◆ TAREFA 1: Reproduza, do texto sobre os mapas e o território, tudo desde "Com as grandes" até "desprovido de centro.".
◆ TAREFA 2: Como prossegue o texto sobre os mapas e o território? Dê a continuação a partir do ponto onde ele termina.

Com as grandes descobertas dos navegadores e dada a sua extraordinária projecção para além dos limites do mundo conhecido das identidades e dos espaços estabilizados, concluiu-se o traçado de um mundo esférico, medido, identificado, calculado para se poder antecipá-lo, de algum modo finito e desprovido de centro.

Desde o início dos tempos modernos até ao termo das conquistas coloniais e à medida que se reduz a Terra Incógnita e que o Estado se difunde, o mapa muda de função e torna-se um poderoso instrumento de territorialização. Criando a imagem de referência incontestável do território estatal, reifica-o e fá-lo existir. Primeiro porque indica as fronteiras, essas linhas imaginárias fruto de projectos políticos: linhas de inclusão, que estabelecem o espaço do monopólio da potência legítima e homogeneízam o espaço de um povo, de um território e de um poder, mas também linhas de exclusão, que expulsam o outro para a alteridade absoluta. Depois porque, iconografia do Estado nacional territorial e dos seus anexos coloniais, o mapa é igualmente o instrumento do controlo estatal interno, policial, administrativo e fiscal. Divide-se, traça-se, esquadrilha-se, fabrica-se e fixa-se a nomenclatura interior em nome da qual o espaço estatal vai ser pensado, administrado, gerido, organizado. O diplomata e o soldado são os grandes desenhadores da linha externa, o administrador e o político os das linhas internas... enquanto os geógrafos se perdem em inventários do quadro físico e dos dados naturais, quase não se aventurando no social e fugindo ao político.

◆ ENTRADAS FORNECIDAS:
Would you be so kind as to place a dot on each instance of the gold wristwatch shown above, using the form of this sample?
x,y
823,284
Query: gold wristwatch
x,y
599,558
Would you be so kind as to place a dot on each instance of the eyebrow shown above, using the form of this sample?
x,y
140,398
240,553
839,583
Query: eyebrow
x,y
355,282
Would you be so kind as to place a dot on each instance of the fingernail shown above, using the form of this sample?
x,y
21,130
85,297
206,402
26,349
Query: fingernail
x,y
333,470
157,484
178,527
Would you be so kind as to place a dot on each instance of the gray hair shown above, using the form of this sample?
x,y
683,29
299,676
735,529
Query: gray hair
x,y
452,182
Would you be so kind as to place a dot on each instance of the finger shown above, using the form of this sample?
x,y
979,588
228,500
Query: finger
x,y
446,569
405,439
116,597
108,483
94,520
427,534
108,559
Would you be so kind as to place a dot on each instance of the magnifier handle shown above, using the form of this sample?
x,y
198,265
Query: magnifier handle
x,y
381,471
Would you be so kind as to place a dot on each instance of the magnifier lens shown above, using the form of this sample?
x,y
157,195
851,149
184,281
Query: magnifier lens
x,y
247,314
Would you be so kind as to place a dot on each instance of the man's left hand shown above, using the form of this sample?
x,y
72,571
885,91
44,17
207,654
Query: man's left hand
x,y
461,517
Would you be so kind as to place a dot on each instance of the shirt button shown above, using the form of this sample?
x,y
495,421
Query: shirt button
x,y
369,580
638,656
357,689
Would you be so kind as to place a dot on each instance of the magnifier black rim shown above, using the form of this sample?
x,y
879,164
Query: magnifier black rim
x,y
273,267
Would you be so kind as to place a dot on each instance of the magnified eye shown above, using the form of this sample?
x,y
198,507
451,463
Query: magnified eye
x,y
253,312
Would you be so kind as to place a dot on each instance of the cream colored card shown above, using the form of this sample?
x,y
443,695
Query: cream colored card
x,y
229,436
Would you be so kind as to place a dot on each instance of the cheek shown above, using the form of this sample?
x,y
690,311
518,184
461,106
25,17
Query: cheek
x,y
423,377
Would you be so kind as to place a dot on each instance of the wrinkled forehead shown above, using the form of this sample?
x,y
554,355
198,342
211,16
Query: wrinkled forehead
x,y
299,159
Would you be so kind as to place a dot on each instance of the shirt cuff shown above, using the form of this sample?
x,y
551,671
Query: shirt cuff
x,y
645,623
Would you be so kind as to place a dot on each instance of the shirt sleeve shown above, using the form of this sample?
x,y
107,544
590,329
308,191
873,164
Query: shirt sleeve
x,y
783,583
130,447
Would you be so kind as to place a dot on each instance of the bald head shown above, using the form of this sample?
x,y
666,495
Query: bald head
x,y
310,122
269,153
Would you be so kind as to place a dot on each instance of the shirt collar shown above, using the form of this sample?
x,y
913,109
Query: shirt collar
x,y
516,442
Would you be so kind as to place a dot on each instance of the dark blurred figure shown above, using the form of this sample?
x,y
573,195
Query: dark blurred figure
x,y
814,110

◆ RESPOSTA À TAREFA 1:
Com as grandes descobertas dos navegadores e dada a sua extraordinária projecção para além dos limites do mundo conhecido das identidades e dos espaços estabilizados, concluiu-se o traçado de um mundo esférico, medido, identificado, calculado para se poder antecipá-lo, de algum modo finito e desprovido de centro.

◆ RESPOSTA À TAREFA 2:
A partir do final do século XIX, para satisfazer as necessidades de administrações de aparelhos de Estado cada vez mais estruturados e cuja recolecção estatística não pára de enriquecer, a cartografia afina os inventários demográficos, militares, económicos, fiscais, tecnológicos, sociais, religiosos ou culturais. A diversidade interna dos territórios nacionais, ignorada no mapa político do mundo, pode então surgir, dando a ver e permitindo pensar as regularidades ou irregularidades espaciais dos factos económicos e societais. E a época da multiplicação dos grandes atlas nacionais, cuja existência e cujo carácter mais ou menos exaustivo reenviam para o grau de conhecimento e de domínio que estes Estados, em teoria semelhantes entre si, têm sobre os seus territórios e as suas sociedades.

À finalidade administrativa e de controlo acrescenta-se uma vontade didáctica. Estas monografias são o equivalente iconográfico e espacial das grandes narrativas históricas, fundadoras das identidades nacionais, de que são contemporâneas. Mas a soma dos mapas nacionais, encerrados em sistemas estatísticos e gráficos diferentes e incomparáveis entre si, não permite a mudança de escala nem uma visão apurada do mundo da economia, das trocas e das sociedades. As mudanças de escala permanecem, ora limitadas ao mundo da cartografia física – relevos, clima e hidrografia –, conformes a concepções deterministas que ajudam a alimentar, ora às necessidades de representação das relações de forças, da balança de poderes entre Estados, da paz e da guerra que são os da visão geopolítica do mundo.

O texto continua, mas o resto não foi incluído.